# [Your instructions]
Set down, word for word, the stretch of lines from the one containing "look for bare" to the end of the records below.
>> Begin Task input
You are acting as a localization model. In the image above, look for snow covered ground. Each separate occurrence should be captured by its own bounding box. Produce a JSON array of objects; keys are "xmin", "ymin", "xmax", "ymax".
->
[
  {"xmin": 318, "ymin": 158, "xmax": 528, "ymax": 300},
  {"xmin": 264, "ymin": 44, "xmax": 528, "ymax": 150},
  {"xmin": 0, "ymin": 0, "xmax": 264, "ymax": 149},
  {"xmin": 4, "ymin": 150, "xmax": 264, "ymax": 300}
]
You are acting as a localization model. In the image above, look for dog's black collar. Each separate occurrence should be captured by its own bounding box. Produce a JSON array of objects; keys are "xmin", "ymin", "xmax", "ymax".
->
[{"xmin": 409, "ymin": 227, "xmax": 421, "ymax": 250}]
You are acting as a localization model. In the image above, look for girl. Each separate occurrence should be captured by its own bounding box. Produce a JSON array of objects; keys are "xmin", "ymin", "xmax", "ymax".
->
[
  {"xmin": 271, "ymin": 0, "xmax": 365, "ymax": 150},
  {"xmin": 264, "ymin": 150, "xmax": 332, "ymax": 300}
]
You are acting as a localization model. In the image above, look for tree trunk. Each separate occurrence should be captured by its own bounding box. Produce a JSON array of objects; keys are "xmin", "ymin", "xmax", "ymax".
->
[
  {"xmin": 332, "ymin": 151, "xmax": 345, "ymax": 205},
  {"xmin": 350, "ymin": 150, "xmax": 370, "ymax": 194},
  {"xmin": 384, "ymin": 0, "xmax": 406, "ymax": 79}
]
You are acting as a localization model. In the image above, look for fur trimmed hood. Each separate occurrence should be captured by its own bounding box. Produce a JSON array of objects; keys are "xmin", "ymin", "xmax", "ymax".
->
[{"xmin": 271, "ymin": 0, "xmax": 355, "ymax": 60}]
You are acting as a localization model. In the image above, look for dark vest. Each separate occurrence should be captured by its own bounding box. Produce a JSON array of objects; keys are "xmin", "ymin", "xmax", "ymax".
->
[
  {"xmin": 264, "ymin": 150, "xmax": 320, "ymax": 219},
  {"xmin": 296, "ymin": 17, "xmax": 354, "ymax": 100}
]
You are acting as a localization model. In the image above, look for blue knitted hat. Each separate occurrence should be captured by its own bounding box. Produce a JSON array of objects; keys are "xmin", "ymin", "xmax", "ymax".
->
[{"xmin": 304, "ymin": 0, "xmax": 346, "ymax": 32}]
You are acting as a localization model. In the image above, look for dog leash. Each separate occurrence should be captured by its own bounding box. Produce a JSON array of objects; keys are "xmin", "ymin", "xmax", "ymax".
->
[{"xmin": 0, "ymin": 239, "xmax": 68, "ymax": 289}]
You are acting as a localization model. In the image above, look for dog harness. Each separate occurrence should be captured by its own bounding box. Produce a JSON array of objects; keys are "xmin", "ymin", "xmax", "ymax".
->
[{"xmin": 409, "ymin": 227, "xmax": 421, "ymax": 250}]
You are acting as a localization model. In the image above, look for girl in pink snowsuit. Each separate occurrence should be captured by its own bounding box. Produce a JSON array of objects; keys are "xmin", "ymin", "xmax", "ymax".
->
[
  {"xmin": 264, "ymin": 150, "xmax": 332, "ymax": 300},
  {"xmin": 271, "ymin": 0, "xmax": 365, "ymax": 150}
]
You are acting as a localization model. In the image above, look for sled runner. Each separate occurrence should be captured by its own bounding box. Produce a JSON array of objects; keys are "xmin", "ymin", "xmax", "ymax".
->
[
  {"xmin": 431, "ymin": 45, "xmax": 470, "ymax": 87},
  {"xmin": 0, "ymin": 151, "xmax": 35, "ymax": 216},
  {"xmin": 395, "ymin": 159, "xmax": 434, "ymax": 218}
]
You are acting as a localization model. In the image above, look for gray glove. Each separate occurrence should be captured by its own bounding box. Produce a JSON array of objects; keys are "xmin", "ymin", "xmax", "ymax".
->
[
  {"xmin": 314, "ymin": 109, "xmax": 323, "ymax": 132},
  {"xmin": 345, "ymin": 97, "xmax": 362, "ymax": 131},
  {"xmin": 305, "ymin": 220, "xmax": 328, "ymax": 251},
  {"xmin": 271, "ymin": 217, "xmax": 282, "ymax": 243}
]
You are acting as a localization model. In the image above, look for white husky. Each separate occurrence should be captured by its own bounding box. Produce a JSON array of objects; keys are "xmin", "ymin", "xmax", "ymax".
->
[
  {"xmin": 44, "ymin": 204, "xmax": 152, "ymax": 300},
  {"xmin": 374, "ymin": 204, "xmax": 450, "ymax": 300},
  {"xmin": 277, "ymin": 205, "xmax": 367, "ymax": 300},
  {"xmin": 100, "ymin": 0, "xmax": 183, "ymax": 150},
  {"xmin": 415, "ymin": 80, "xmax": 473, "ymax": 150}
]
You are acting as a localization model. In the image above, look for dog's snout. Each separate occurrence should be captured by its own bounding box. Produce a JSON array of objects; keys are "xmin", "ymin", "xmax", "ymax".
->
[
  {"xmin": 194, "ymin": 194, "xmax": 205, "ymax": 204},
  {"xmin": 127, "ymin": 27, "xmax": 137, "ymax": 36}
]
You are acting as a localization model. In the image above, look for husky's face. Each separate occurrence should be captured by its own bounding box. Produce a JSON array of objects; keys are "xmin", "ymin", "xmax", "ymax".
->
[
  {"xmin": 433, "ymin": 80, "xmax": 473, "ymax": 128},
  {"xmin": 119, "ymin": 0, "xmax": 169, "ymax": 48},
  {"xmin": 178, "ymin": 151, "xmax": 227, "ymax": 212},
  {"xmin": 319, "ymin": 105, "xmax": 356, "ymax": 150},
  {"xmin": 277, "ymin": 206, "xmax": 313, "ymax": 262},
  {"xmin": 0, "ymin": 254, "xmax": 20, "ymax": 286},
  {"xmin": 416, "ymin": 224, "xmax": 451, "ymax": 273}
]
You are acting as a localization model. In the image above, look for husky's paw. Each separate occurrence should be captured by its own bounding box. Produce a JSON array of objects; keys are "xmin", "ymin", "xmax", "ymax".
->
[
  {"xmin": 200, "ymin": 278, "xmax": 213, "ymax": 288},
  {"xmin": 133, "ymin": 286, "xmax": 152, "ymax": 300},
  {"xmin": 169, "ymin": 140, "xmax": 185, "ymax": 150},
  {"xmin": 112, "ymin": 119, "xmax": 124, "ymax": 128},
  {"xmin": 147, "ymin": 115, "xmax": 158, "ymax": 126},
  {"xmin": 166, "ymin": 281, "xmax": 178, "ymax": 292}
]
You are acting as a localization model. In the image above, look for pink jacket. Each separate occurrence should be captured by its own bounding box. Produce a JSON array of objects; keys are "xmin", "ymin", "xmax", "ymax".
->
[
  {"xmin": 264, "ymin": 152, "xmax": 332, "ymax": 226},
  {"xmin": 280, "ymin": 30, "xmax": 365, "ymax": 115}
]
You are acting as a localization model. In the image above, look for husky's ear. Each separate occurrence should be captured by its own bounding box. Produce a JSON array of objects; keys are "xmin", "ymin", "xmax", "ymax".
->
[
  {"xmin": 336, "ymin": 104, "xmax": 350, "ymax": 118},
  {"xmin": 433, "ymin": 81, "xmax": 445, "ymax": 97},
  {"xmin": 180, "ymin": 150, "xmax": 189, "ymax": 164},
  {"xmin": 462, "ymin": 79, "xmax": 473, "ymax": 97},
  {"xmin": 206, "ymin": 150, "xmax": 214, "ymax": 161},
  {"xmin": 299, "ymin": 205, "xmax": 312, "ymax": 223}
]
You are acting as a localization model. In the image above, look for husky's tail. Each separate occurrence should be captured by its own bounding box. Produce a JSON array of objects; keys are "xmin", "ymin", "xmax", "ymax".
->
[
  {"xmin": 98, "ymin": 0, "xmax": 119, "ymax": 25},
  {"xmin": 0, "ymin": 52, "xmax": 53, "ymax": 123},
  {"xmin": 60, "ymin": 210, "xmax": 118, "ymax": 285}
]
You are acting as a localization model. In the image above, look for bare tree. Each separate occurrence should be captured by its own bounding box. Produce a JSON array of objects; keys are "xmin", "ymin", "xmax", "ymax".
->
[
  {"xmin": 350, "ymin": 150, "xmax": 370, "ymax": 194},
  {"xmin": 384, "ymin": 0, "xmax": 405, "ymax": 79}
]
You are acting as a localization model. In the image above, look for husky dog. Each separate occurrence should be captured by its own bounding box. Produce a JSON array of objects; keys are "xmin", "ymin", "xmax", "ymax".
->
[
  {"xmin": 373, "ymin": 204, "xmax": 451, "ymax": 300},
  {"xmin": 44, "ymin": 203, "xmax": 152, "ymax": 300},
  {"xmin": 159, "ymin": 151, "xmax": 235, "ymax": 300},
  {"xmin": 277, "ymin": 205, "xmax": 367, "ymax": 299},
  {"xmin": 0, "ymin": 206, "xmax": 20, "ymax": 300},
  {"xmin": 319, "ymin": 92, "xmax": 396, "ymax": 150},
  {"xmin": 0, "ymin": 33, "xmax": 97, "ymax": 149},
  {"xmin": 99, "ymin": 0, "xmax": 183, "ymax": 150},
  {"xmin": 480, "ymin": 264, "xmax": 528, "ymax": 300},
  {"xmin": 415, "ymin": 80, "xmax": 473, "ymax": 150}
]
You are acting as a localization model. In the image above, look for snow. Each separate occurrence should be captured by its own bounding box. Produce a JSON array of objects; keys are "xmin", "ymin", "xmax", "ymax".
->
>> End Task input
# [Output of the task]
You are acting as a localization model. In the image above, look for bare tree. Each separate occurrence should be captured by its own bounding box. Produce a JSON array of objects; keys are "xmin", "ymin", "xmax", "ymax".
->
[
  {"xmin": 350, "ymin": 150, "xmax": 370, "ymax": 194},
  {"xmin": 384, "ymin": 0, "xmax": 405, "ymax": 79}
]
You are acting as a localization model. In the image above, look for husky dog. Each separate occurrence should be captured by its own bounding box. Produce a JSON array of objects; keys are "xmin", "ymin", "xmax", "ymax".
->
[
  {"xmin": 373, "ymin": 204, "xmax": 451, "ymax": 300},
  {"xmin": 44, "ymin": 203, "xmax": 152, "ymax": 300},
  {"xmin": 159, "ymin": 151, "xmax": 235, "ymax": 300},
  {"xmin": 277, "ymin": 205, "xmax": 367, "ymax": 299},
  {"xmin": 0, "ymin": 206, "xmax": 20, "ymax": 300},
  {"xmin": 319, "ymin": 92, "xmax": 396, "ymax": 150},
  {"xmin": 0, "ymin": 33, "xmax": 97, "ymax": 149},
  {"xmin": 99, "ymin": 0, "xmax": 183, "ymax": 150},
  {"xmin": 480, "ymin": 264, "xmax": 528, "ymax": 300},
  {"xmin": 415, "ymin": 80, "xmax": 473, "ymax": 150}
]
You are acting as a localization model. In the image above, look for snow. Each separate occurrence should be captured by its own bounding box. Produce a JSON array of objects; keys are "xmin", "ymin", "xmax", "ymax".
->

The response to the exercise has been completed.